YOUR GOAL: In the rows below, how many lines contain the word "brown"? Reply with the number alone.

···

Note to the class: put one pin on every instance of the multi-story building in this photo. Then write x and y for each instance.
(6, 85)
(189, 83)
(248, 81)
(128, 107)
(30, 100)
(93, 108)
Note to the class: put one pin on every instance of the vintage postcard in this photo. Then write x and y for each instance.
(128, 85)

···

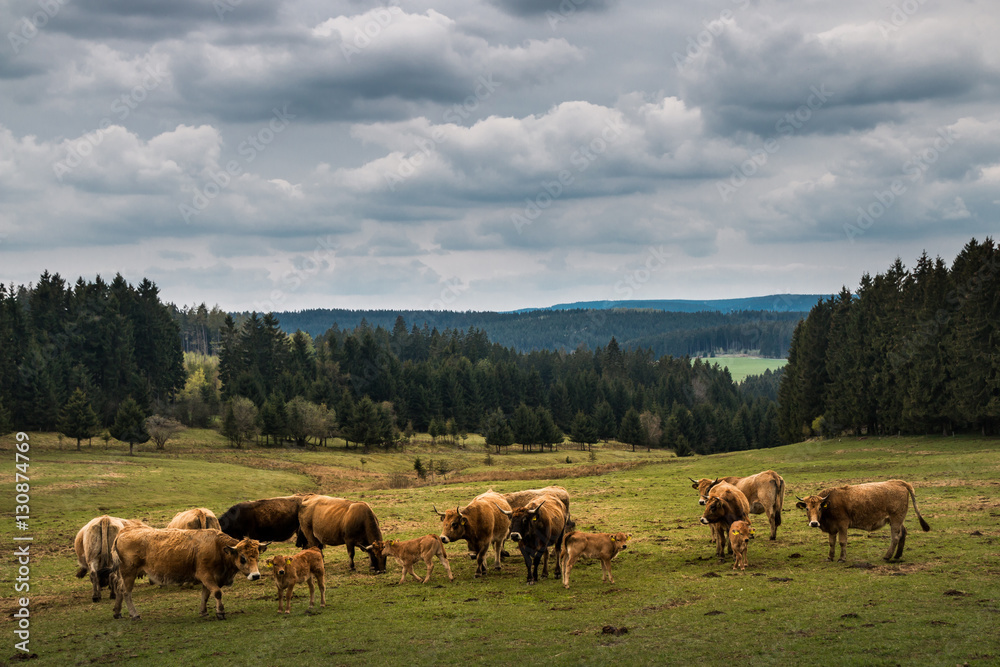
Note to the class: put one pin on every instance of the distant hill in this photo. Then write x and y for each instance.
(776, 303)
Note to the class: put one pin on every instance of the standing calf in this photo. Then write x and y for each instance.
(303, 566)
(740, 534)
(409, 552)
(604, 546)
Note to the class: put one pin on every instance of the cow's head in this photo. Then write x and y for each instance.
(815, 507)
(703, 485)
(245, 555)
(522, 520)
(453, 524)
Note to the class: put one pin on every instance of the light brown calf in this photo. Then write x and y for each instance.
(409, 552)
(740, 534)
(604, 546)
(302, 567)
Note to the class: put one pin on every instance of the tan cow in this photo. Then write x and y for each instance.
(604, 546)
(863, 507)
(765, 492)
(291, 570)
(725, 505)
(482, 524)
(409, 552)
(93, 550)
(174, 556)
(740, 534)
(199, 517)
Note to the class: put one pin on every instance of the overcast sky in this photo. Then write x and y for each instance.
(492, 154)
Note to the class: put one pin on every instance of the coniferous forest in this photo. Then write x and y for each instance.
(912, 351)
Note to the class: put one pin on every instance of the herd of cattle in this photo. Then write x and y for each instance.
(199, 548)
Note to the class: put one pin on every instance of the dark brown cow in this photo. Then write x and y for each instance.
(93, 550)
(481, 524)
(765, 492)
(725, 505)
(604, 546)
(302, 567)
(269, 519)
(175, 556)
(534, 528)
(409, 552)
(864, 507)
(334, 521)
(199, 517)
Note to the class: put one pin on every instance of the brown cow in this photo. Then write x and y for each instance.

···

RESPONSE TO THIS TASK: 3